Work request:
How would you continue the article on audiovisual technology at the Museums and Heritage Exhibition, picking up after its last sentence?
[Opening Selected passage section]
Back to the future at UK museums show
In the future museum visitors will be able to explore the full glory of ruined castles as if they were intact, hear with frightening clarity the approach of falling bombs or recreate historic battles through the eyes of the commanders on the ground.
These are some of the concepts explored at the Museums and Heritage Exhibition in London, UK last week, spearheading a sector that seems to be in good financial health and hungry for AV.
“It’s definitely back on the up again and multi-touch tables are the buzz word at the moment,” said Lynn Willrich of integrator DJ Willrich.
Company director Josh Miller added: “There’s more projects in the Middle East being tendered than there were 18 months ago. The immersive experiences are becoming very popular; there’s a real mix of projection and sound with the use of touch screens.”
Electrosonic was fresh from its installation at the Bannockburn Visitor Centre in Scotland, UK, completed in partnership with Bright White. The installation involves 3D theatre and a 270-degree wraparound stereoscopic environment giving visitors an opportunity to relive a historic battle in Scotland.
“There were no real artefacts for this project because they didn’t have any,” explained Simon George from Electrosonic.
“I think in 15 years this is the nicest project I’ve ever done.”
[Closing Selected passage section]
[Opening Raw data section]
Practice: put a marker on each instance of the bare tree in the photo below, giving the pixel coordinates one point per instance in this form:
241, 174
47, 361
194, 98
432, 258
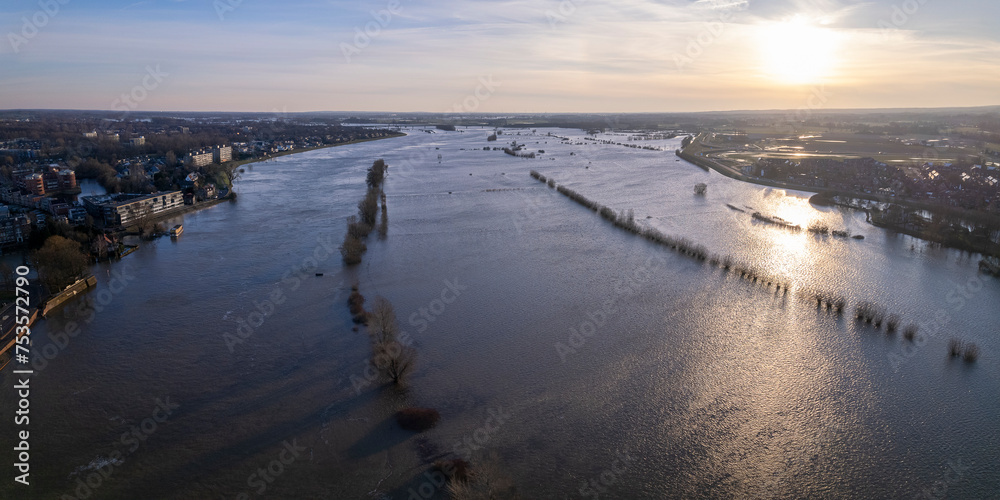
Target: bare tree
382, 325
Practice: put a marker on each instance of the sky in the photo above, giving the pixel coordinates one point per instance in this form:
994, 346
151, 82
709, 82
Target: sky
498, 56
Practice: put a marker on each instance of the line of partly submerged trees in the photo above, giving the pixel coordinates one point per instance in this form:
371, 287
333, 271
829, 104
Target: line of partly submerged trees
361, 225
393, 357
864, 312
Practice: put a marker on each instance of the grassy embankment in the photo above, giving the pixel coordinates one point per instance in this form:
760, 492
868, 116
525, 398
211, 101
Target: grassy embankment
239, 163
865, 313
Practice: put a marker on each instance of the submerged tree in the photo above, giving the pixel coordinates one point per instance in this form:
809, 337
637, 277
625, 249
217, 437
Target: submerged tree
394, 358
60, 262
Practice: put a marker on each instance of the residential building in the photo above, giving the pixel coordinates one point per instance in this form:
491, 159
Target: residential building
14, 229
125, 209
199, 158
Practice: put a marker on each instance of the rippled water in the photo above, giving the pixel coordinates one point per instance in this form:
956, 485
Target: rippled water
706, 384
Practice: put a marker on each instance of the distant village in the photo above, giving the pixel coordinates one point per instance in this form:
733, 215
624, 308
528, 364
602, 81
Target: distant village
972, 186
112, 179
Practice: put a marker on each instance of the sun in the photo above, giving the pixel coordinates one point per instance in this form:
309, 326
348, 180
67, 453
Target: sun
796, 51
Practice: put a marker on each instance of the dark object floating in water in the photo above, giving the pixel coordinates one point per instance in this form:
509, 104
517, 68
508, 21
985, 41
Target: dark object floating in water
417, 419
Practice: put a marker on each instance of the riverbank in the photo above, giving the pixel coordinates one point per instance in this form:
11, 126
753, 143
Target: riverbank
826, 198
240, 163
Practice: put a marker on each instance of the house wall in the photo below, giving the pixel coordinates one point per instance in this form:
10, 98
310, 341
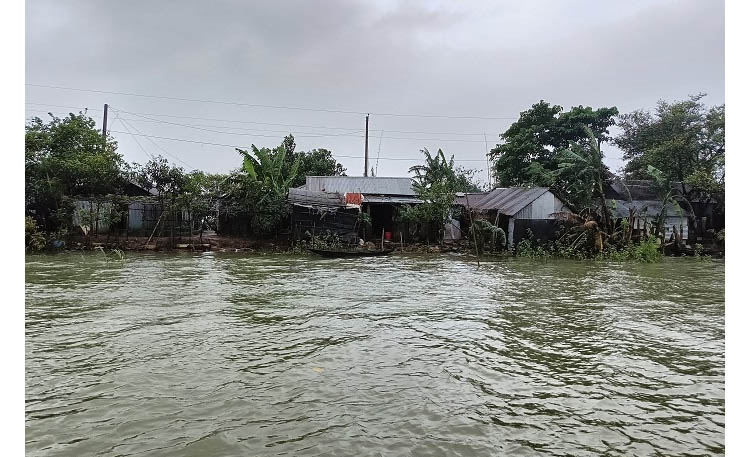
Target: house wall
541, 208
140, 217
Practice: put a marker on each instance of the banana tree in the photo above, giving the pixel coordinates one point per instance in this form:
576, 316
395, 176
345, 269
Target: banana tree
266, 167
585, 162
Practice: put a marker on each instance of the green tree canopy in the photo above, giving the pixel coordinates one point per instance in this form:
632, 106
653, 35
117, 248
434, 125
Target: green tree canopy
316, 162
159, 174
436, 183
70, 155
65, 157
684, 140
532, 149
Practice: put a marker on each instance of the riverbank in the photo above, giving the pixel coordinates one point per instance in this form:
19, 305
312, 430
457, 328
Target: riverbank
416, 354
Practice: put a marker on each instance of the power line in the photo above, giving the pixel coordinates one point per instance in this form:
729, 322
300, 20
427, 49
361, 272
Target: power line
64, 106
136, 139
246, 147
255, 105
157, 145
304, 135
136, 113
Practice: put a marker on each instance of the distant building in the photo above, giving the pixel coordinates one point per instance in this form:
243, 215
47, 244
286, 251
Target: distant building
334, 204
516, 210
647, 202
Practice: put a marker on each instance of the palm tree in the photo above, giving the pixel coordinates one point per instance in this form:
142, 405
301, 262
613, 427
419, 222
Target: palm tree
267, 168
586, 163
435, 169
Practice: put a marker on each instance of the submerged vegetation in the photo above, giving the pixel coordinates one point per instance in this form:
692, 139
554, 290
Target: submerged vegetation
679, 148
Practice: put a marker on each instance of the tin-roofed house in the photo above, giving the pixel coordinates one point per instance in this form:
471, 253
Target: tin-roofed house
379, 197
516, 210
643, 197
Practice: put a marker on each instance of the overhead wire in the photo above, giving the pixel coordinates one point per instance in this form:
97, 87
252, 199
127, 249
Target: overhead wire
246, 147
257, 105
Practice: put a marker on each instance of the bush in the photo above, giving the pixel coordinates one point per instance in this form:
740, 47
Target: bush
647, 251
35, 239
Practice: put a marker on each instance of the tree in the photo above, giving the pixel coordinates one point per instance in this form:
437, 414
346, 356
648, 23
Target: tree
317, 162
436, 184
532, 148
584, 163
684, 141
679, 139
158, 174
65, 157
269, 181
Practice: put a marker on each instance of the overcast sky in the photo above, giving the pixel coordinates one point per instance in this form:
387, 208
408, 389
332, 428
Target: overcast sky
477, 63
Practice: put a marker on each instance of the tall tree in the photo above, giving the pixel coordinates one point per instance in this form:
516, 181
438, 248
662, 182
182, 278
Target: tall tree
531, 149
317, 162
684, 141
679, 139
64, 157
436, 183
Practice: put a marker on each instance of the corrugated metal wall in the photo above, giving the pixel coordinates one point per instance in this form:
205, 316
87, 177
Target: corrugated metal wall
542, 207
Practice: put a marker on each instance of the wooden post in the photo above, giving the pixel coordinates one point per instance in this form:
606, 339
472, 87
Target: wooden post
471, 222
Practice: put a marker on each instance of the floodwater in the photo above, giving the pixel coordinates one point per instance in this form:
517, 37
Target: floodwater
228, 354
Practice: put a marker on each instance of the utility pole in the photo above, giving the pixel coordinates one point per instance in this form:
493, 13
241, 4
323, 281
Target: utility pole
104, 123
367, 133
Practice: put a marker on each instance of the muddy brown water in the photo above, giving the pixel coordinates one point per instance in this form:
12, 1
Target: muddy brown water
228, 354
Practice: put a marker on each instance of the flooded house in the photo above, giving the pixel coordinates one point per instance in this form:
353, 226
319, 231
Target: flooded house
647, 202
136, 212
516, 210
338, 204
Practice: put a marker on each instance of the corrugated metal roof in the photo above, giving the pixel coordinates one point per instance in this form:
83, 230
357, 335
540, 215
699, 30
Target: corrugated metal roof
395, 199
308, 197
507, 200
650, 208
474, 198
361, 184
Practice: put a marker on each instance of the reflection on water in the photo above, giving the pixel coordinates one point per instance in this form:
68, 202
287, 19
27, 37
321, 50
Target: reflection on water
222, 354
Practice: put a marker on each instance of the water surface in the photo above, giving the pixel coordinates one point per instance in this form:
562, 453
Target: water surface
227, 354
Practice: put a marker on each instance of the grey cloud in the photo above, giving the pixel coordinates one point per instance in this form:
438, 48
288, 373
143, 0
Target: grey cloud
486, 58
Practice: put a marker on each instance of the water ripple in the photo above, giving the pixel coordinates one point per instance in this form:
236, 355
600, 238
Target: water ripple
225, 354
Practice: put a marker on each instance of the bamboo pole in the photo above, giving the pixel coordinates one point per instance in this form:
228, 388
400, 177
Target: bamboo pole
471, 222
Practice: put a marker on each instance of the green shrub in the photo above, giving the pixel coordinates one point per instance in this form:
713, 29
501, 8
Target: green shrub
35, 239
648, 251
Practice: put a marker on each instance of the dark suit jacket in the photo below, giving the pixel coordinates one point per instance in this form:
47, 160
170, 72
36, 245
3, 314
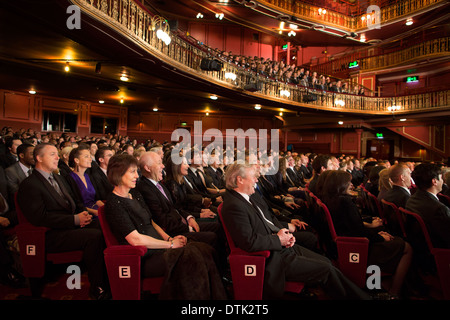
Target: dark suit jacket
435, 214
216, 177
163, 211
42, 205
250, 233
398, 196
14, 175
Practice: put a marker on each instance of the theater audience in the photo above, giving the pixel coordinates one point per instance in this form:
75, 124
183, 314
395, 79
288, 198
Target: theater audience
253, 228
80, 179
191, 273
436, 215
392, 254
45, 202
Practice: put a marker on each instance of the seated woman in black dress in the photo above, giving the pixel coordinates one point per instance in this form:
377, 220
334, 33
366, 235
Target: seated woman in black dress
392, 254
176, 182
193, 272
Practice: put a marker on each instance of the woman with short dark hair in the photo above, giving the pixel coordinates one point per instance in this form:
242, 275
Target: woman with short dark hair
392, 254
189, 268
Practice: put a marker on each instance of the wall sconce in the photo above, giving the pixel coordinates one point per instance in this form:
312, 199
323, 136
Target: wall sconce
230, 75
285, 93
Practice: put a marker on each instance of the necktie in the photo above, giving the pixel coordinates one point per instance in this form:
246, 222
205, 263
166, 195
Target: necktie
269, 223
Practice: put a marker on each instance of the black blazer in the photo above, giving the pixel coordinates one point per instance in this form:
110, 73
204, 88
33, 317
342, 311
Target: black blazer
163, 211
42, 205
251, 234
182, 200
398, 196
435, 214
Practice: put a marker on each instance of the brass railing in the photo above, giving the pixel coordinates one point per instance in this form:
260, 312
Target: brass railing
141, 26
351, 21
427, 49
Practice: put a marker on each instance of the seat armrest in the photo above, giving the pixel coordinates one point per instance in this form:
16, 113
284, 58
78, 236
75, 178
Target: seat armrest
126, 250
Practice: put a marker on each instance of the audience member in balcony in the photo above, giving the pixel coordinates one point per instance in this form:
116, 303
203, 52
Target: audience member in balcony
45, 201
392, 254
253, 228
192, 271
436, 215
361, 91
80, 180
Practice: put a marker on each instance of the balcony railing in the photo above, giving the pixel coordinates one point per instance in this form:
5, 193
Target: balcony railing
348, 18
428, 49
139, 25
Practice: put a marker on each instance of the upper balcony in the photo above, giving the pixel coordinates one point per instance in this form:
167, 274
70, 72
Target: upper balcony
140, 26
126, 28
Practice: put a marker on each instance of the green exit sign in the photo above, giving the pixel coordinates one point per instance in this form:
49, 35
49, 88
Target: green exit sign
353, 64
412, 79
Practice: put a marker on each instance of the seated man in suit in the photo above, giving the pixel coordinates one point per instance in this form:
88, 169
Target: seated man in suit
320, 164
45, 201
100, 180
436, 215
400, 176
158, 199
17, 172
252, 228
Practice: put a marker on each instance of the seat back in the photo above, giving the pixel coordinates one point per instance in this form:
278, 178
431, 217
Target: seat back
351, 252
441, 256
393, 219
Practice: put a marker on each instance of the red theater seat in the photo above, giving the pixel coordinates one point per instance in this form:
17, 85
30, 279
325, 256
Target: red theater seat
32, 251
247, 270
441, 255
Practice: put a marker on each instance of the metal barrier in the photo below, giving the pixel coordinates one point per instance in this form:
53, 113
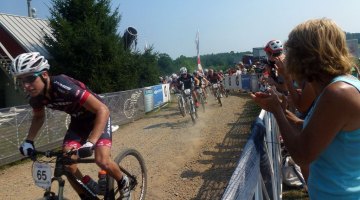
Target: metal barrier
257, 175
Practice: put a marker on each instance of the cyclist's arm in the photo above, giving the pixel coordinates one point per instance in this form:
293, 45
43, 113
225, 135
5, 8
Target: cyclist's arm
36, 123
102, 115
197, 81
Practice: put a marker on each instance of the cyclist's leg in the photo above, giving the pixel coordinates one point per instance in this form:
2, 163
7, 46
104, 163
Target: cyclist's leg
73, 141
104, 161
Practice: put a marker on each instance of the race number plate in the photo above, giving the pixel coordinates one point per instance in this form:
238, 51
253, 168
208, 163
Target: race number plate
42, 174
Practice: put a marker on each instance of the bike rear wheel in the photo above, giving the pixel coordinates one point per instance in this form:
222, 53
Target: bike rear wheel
[Closing Raw data section]
Answer for this exercise:
Because of the way museums are funded, with money for purchasing AV equipment rarely available for maintenance of it, George estimated a continued rise in lampless projector sales in this sector.
Over at the Sound Directions stand Morrowsound was presenting its 3D sound solution through its British partners.
As well as large, complicated installations they are carrying out themselves, Sound Directions and Morrowsound have been working on creating a set of off-the shelf modules that don’t require design fees. And the application stretches beyond museums. Morrowsound systems have been installed in hospitals to make them more interesting environments by interspersing mixtures of sounds with the typical machines heard in medical environments.
“It’s a bit like cooking; you can have a soup you can float everything around in and that’s the way sound works in the real world,” explained Morrowsound president Charlie Morrow.
“You have an atmosphere and everything has a sense of place. When we started creating these atmospheres people really recognised where they are – it became very vivid and personal. And all of this can be interactive, of course.”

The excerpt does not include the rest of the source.